• [Record list]
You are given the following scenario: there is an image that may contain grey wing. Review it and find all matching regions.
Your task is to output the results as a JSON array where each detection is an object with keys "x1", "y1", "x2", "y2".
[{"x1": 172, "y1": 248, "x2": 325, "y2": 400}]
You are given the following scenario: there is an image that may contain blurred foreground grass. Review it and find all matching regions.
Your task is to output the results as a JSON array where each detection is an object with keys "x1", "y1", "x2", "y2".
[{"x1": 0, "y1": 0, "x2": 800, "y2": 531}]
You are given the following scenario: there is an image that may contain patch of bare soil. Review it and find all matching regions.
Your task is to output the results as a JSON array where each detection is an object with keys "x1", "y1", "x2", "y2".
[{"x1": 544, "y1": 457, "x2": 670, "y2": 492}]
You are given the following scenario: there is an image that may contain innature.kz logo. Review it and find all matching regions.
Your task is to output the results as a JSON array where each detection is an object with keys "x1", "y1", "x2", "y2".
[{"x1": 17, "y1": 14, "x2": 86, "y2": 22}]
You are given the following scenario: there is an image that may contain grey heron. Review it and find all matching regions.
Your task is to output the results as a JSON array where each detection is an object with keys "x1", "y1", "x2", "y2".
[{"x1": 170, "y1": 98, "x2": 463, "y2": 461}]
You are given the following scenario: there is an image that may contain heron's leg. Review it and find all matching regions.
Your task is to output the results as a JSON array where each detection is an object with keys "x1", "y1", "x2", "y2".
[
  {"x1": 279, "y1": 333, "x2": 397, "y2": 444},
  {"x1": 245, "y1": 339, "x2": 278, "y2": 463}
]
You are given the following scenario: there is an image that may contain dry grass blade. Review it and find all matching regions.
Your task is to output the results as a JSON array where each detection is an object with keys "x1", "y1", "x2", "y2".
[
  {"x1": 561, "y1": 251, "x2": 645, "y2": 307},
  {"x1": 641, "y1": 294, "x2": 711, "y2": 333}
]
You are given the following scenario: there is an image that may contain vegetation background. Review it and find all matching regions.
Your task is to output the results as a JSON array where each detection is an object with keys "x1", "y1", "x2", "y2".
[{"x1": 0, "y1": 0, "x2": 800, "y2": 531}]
--
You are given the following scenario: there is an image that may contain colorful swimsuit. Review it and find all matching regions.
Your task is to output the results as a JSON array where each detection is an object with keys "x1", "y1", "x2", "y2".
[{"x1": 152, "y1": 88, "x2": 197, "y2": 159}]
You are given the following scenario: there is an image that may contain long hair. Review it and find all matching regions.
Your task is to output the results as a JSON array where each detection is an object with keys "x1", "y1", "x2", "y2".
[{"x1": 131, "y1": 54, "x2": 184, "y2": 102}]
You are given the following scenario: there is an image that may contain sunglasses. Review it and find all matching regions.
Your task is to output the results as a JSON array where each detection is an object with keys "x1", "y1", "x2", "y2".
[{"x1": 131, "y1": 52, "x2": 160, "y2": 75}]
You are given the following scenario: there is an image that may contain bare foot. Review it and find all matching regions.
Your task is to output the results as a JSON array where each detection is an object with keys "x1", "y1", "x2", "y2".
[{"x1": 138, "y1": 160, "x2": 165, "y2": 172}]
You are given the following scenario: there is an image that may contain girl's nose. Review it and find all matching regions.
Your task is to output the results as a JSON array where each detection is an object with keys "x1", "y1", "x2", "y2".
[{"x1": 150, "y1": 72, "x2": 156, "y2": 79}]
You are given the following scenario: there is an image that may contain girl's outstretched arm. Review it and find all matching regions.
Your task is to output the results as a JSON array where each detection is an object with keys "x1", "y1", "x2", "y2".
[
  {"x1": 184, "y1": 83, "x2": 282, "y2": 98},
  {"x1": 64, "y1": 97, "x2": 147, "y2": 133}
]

• [What you need to do] Please show every line of the records that contains the word "grass", copying each one in full.

• [Solution to this exercise]
You are given the following scenario: there is an image that may contain blurred foreground grass. Review it and find all matching regions.
You are given the following scenario: there is an image that may contain dry grass blade. Review it and find all matching regions.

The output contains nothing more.